- Short problem: Please reproduce the records below, swapping "instance" for "occurrence" everywhere it occurs and leaving everything else unchanged.

- Dataset:
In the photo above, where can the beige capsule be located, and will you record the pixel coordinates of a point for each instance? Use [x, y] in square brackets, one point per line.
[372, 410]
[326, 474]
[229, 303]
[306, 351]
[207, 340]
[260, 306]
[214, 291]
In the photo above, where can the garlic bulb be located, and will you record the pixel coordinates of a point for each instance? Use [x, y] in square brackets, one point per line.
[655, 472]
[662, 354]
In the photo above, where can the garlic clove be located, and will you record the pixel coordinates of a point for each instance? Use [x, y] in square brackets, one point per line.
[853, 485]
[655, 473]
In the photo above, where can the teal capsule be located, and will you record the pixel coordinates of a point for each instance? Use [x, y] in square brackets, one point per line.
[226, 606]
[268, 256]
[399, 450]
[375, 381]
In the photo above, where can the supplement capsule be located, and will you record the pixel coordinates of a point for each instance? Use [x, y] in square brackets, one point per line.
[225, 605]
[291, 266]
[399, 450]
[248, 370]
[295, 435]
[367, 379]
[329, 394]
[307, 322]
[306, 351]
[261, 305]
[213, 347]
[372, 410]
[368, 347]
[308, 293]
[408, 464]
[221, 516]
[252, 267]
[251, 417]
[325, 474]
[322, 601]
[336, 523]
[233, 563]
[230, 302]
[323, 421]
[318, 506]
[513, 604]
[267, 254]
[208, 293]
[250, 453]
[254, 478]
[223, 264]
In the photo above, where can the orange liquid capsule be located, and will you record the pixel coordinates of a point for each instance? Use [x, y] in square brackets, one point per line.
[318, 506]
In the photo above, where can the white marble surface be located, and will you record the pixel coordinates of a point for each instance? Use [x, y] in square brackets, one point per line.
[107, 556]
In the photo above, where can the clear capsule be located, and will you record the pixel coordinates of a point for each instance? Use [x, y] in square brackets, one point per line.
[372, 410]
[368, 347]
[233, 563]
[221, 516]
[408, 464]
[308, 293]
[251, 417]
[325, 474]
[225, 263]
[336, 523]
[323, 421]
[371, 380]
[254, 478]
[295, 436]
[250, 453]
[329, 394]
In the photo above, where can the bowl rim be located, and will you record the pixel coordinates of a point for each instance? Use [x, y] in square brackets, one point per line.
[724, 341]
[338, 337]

- Solved exercise:
In the photo above, where can the beige capsule be located, and will you record the pixel coordinates of a point for each occurrence? Use [x, y] in square brackets, one point per line.
[372, 410]
[326, 474]
[229, 303]
[306, 351]
[207, 340]
[260, 306]
[214, 291]
In the photo above, where can the garlic bulb be located, and will you record the pixel coordinates of a point for each occurrence? Use [x, y] in square brackets, one point per line.
[655, 472]
[662, 354]
In the photo above, where can the garlic clove be located, and will you record the pixel coordinates of a point for each occurrence? Use [x, y] in square brackets, one point per line.
[853, 485]
[655, 473]
In the photo above, where can the teal capsule be located, and will you record the pixel coordinates of a point for each occurrence? Use [x, y] in square brackets, one point per line.
[226, 606]
[268, 256]
[399, 450]
[375, 381]
In the photo above, where can the supplement capsule be located, and will you record the pixel coordinates of a point for each occurrence? Use [x, y] in square brackets, one point per line.
[225, 605]
[291, 266]
[399, 450]
[248, 370]
[295, 435]
[367, 379]
[329, 394]
[307, 322]
[306, 351]
[261, 305]
[213, 347]
[372, 410]
[368, 347]
[308, 293]
[408, 464]
[221, 516]
[252, 267]
[251, 417]
[325, 474]
[322, 601]
[336, 523]
[233, 563]
[230, 302]
[323, 421]
[318, 506]
[513, 604]
[267, 254]
[208, 293]
[250, 453]
[254, 478]
[223, 264]
In the photo above, where can the orange liquid capsule be located, and will you record the pixel coordinates of a point for each occurrence? Use [x, y] in square brackets, one point per line.
[318, 506]
In the photo above, where can the white marble surface be located, and will you record the pixel coordinates of a point for each occurrence? Use [x, y] in square brackets, one point per line.
[107, 556]
In the photo above, where can the clear capsule be located, and will you record the pixel coordinates of a point for each occurrence? Use [x, y] in square brackets, one point per line.
[372, 410]
[368, 347]
[233, 563]
[221, 516]
[408, 464]
[308, 293]
[251, 417]
[325, 474]
[225, 263]
[336, 523]
[323, 421]
[371, 380]
[254, 478]
[295, 436]
[250, 453]
[329, 394]
In the photo above, where can the bowl rim be located, and will you record the pixel coordinates of a point for each occurrence? Use [x, y] in square brackets, one point per line.
[724, 341]
[338, 337]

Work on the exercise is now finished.